Work instructions: Write out the lines of the material below verbatim, starting with the line that contains "The scan above contains the woman's fingers" and going on through the line that contains "[386,353,403,387]", both included.

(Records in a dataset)
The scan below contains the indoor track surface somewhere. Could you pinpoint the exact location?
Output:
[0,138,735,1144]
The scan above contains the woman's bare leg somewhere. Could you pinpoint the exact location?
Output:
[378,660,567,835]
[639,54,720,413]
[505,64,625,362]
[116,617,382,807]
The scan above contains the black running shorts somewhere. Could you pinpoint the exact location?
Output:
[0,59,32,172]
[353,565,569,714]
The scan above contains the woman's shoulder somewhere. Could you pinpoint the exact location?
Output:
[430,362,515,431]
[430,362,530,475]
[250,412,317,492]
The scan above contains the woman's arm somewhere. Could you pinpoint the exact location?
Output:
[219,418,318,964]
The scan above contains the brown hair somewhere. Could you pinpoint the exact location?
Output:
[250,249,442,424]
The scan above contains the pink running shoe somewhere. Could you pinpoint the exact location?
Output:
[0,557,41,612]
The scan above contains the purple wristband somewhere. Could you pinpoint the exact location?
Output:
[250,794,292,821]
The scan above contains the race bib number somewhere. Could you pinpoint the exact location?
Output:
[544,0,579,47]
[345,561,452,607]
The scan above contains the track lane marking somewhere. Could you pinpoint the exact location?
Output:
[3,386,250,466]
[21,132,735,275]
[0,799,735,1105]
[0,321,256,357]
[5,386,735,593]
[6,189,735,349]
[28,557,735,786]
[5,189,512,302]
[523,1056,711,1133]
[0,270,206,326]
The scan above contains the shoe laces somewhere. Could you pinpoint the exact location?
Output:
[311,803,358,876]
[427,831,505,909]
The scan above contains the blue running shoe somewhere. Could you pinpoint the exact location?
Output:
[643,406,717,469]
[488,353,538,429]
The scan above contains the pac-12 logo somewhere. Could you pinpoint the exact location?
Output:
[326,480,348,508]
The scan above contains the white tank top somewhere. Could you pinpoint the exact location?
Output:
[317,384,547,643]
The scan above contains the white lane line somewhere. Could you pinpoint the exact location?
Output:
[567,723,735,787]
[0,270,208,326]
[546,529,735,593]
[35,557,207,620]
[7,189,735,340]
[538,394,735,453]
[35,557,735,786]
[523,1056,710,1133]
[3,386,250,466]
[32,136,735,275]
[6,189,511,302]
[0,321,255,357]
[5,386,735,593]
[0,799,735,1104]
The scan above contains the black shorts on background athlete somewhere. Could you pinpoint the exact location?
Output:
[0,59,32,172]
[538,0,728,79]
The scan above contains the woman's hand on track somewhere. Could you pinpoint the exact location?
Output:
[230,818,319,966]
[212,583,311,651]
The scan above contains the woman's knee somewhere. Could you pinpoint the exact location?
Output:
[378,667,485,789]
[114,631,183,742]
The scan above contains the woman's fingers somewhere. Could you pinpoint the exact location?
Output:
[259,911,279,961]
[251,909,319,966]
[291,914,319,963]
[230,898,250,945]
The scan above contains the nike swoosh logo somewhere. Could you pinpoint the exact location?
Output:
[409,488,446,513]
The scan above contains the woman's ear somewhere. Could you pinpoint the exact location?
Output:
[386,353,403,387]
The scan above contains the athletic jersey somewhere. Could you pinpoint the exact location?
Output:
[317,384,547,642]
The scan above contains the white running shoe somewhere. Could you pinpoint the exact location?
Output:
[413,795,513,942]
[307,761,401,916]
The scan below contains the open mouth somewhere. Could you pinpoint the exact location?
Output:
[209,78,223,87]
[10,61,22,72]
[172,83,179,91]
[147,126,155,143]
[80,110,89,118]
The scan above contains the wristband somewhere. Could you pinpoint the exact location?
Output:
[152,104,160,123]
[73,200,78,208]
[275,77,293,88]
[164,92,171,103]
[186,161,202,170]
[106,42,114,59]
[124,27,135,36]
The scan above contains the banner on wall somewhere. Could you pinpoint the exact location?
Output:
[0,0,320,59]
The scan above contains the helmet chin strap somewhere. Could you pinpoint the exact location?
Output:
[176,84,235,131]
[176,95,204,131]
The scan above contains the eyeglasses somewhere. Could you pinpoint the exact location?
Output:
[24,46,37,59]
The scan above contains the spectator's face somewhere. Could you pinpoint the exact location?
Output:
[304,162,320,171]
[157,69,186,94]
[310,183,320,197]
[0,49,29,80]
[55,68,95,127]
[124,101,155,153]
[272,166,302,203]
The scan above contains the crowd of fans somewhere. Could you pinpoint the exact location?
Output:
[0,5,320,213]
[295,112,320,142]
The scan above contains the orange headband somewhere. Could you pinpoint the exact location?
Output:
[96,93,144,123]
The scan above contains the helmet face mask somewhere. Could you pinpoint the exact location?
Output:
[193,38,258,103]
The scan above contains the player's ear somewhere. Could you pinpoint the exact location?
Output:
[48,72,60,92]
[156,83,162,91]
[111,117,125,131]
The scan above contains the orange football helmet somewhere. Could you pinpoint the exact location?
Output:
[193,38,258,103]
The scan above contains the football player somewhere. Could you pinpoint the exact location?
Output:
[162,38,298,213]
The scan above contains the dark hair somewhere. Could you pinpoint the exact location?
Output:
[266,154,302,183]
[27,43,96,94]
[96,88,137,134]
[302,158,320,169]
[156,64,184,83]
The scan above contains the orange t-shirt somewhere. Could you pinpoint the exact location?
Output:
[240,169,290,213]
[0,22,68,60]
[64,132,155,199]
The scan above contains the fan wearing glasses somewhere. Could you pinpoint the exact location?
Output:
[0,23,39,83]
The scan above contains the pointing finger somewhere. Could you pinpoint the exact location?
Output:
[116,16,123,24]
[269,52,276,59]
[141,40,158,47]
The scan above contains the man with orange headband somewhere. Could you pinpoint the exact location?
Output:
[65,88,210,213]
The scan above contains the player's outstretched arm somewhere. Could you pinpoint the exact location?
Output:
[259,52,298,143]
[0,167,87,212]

Result of the task:
The scan above contains the woman's fingers somewhere. Could you pinpoint the exact location?
Output:
[259,911,279,961]
[251,909,319,966]
[291,914,319,963]
[230,898,250,945]
The scan above contains the nike swoosh logo somewhere. Could you pinpoint the exact location?
Output:
[409,488,446,513]
The scan above contains the woman's ear somewhere. Could you pinpoint the exact location?
Output:
[386,353,403,387]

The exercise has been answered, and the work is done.